→ **CONSEGNA**: Nel materiale qui sotto, riscrivi le righe a partire da quella che contiene "of the rear" fino alla fine, cambiando "shelf-audit checker" in "inventory checker" e lasciando tutto il resto invariato.

→ **VOCI**:
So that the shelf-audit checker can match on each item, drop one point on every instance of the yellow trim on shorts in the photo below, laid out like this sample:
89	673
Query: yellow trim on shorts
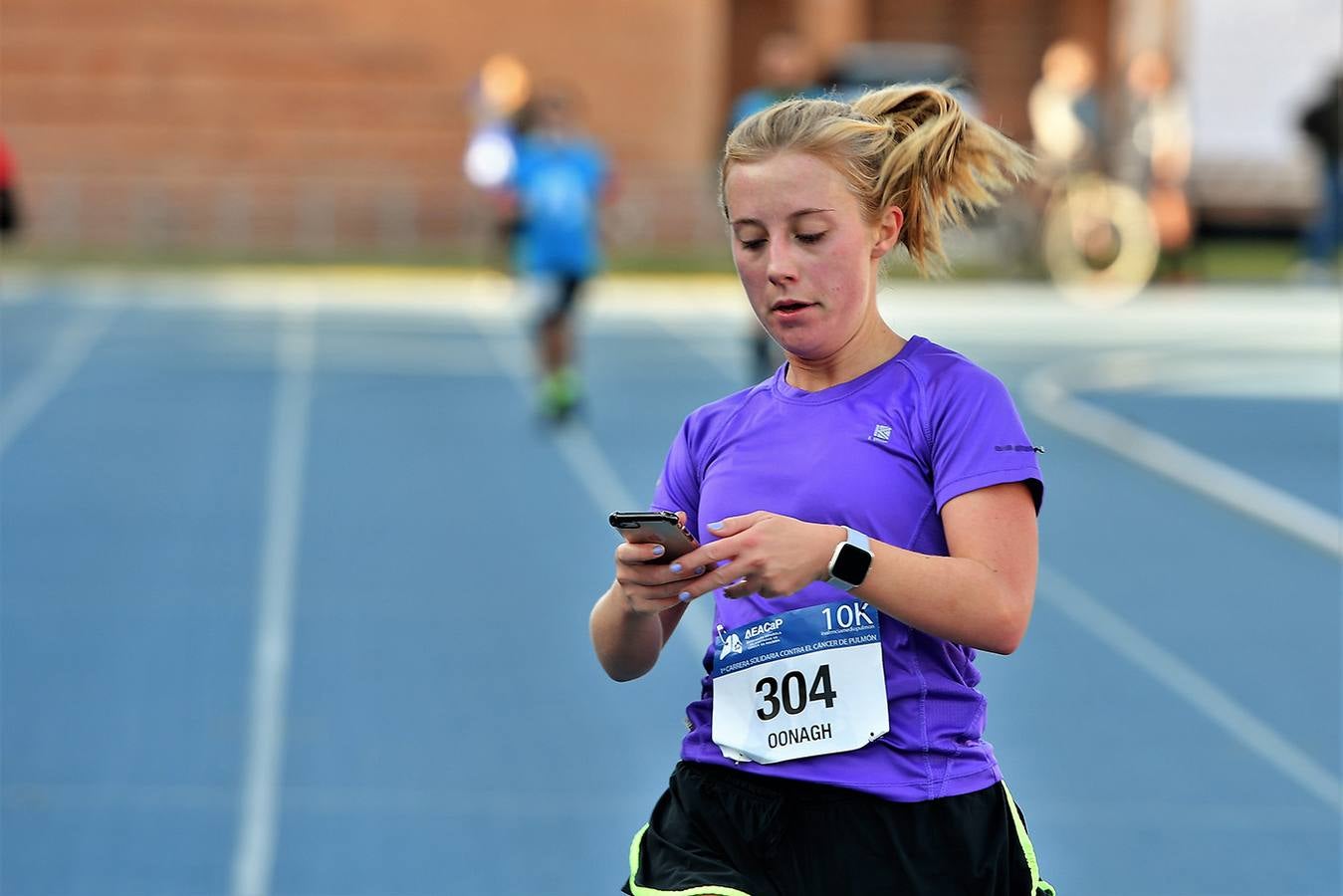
649	891
1038	887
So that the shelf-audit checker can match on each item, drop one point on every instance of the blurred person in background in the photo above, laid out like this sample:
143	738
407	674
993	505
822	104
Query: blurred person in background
497	103
1162	148
1324	235
554	193
868	515
1065	113
11	218
785	68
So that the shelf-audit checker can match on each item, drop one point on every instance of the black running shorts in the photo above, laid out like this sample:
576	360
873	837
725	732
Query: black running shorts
718	831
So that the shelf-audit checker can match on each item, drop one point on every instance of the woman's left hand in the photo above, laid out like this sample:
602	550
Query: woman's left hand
766	554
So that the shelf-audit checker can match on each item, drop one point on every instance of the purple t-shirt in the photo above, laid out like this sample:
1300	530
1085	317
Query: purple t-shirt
882	454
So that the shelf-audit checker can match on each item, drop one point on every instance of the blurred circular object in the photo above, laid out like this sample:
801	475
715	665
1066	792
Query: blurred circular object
505	84
489	157
1100	242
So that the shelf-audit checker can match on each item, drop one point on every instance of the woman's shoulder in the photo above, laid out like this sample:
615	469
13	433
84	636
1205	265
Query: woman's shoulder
715	415
936	364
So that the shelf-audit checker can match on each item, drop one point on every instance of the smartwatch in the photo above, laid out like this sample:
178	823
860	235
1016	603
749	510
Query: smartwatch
850	561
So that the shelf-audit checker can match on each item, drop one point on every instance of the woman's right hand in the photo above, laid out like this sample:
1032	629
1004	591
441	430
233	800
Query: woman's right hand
647	583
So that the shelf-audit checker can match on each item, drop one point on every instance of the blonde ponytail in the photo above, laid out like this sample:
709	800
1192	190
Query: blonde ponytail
905	145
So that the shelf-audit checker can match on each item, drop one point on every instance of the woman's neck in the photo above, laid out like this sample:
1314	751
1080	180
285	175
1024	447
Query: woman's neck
870	346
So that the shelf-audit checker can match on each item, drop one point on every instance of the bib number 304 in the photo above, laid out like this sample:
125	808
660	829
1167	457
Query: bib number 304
792	692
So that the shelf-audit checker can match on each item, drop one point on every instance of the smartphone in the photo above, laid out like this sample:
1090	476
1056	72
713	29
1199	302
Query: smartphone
665	528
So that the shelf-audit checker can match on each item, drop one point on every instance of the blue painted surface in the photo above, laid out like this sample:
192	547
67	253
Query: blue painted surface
447	729
1292	445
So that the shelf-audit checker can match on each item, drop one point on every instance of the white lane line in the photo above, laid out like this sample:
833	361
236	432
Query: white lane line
57	368
254	853
587	460
1046	395
1198	692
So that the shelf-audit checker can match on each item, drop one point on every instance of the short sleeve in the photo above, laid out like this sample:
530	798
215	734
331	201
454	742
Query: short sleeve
976	437
678	484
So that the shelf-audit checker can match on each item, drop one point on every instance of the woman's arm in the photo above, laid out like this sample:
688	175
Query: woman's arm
629	642
980	596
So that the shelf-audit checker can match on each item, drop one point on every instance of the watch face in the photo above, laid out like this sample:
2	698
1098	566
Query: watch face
851	564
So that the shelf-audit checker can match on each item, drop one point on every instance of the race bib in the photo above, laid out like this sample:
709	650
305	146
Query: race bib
799	684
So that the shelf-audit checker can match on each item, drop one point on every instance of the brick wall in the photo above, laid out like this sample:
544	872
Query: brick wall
335	126
332	125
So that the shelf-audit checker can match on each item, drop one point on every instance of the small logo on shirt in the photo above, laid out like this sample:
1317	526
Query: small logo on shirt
732	644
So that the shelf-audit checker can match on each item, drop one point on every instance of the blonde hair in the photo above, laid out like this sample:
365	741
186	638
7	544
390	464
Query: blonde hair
907	145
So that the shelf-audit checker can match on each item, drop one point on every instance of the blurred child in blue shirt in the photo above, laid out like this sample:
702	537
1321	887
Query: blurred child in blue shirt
558	187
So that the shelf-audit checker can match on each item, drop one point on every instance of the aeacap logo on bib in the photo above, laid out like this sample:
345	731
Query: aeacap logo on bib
762	634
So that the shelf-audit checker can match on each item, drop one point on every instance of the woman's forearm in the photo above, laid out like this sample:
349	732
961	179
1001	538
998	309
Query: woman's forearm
627	644
961	599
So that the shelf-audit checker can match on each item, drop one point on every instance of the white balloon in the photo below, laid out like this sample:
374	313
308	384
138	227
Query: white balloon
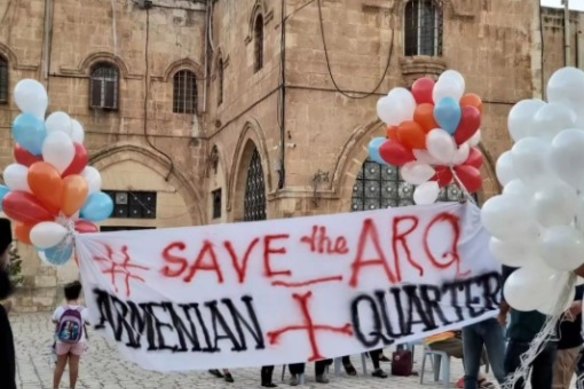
16	177
461	155
566	85
509	218
450	84
566	158
416	173
398	106
77	132
427	193
551	119
58	150
521	117
441	146
47	234
31	97
529	160
555	204
514	254
93	178
59	121
562	248
504	169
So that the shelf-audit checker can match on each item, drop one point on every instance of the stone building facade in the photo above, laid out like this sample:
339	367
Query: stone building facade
219	111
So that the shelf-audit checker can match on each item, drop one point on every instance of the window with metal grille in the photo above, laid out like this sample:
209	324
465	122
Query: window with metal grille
423	28
380	186
258	41
255	191
3	80
104	86
133	205
185	92
216	196
220	82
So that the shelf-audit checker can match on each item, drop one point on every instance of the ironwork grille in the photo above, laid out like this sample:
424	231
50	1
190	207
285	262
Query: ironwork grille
423	28
185	92
3	80
380	186
104	87
255	190
258	37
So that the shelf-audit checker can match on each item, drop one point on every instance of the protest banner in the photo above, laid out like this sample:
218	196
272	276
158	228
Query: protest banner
290	290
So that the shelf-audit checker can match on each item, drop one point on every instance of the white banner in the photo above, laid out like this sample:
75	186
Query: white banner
291	290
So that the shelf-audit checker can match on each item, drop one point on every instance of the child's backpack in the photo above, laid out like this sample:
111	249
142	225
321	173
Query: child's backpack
70	327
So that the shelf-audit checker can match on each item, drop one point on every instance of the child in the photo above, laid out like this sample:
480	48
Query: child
71	340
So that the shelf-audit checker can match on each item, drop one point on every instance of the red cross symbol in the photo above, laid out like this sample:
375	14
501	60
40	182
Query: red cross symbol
309	326
125	267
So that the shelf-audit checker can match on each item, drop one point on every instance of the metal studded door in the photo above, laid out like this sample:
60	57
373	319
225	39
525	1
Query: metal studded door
255	190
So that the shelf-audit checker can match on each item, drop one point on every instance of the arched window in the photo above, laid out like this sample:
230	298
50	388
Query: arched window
3	80
380	186
258	42
104	86
185	92
423	28
220	82
255	190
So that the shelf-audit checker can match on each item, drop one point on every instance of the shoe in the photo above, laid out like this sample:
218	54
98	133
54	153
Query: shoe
350	370
379	374
321	379
216	373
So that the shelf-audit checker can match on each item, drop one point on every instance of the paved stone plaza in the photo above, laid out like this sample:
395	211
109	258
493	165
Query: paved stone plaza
102	367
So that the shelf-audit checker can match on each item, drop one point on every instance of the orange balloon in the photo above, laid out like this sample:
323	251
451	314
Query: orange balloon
46	184
22	232
472	100
392	133
424	116
75	191
412	135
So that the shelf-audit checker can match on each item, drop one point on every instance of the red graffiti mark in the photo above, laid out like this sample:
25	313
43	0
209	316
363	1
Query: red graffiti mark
321	243
201	264
269	251
241	270
369	233
452	255
124	267
401	237
310	328
309	282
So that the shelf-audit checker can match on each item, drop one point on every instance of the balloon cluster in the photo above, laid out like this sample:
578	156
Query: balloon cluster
432	135
537	223
50	191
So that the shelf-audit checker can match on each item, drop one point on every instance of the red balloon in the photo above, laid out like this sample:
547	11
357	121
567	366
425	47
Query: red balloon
24	157
469	124
25	208
470	177
395	153
443	176
475	158
79	161
422	90
85	226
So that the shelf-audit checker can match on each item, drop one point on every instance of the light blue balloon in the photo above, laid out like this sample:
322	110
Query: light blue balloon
98	207
374	147
4	190
60	254
448	114
30	132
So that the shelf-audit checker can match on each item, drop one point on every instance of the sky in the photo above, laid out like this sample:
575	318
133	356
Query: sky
574	4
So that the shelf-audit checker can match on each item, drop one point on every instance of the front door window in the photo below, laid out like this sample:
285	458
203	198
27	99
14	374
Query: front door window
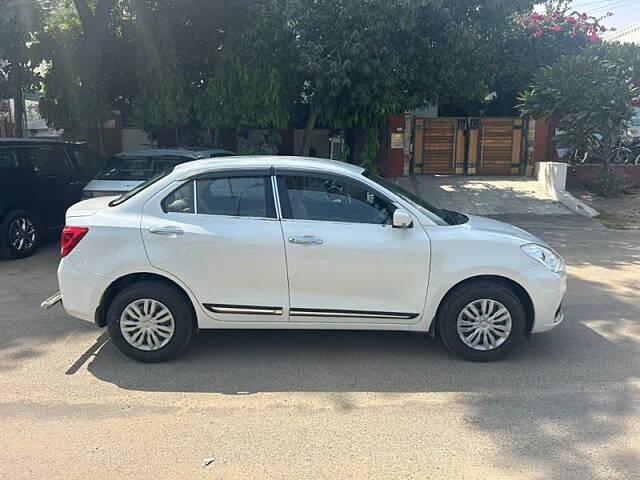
333	199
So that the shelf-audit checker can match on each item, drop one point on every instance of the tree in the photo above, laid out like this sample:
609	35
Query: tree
20	23
75	41
352	63
161	100
146	58
535	40
592	94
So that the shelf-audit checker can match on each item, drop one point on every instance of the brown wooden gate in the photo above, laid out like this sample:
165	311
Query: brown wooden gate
483	146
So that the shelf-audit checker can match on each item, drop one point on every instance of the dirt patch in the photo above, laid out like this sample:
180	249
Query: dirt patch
621	212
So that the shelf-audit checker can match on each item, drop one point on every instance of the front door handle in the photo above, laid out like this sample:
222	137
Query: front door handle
166	230
306	240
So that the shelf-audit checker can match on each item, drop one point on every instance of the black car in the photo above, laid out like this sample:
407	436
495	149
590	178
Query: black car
39	180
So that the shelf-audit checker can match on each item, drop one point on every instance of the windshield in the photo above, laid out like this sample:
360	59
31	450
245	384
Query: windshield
126	196
446	217
138	168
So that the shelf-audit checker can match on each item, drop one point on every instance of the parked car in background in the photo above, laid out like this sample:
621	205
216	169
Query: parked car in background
39	180
286	242
127	170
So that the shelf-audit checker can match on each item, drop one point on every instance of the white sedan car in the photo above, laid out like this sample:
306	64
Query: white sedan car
286	242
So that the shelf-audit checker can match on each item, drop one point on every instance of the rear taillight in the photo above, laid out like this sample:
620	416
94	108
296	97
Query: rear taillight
71	236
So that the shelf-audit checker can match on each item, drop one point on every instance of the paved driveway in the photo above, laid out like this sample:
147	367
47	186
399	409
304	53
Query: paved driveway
301	405
484	195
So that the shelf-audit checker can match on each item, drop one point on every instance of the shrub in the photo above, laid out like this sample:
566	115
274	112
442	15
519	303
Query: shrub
609	183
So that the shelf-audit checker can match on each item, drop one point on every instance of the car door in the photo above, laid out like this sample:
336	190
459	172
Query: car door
345	261
219	234
57	186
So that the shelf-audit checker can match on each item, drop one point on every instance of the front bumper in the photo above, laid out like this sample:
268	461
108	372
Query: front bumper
547	290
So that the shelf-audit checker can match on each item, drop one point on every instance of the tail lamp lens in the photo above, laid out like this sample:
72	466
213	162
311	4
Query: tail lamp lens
71	236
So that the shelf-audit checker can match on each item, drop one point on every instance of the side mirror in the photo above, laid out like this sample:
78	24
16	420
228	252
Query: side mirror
402	219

→ **ESERCIZIO SVOLTO**:
So that the inventory checker can match on each item, drop one point on every instance of the rear taillight in the photo above, laid out like this sample:
620	416
94	108
296	97
Query: rear taillight
71	236
So that the inventory checker can match on each item, drop one point on every instance of the paved driveway in the photo above, laid out like this sample:
147	367
47	186
399	409
304	53
Query: paved driveway
301	405
484	195
So that the inventory checker can match on each item, drop one point on every instance of the shrub in the photo above, laid out like this sample:
566	115
274	112
442	15
519	303
Query: shrub
609	183
So that the inventory checker can match on each item, drop one point on every instance of the car door in the photo above, laid out like this sample:
336	190
459	172
Query: car door
345	261
219	234
57	186
So that the inventory checker can match on each item, drop one point on every instance of the front bumper in the photo above, laid out like this sample:
268	461
108	372
Query: front bumper
547	290
So that the inventory checker can match on each item, drop one point on every instance of the tail lamp lens in the photo above, laid out like this sample:
72	466
213	162
311	4
Query: tail lamp lens
71	236
So that the inventory checker can match on each item, drop one point on every instance of the side mirror in the photo above, laid out like this sample:
78	24
16	420
228	252
Query: side mirror
402	219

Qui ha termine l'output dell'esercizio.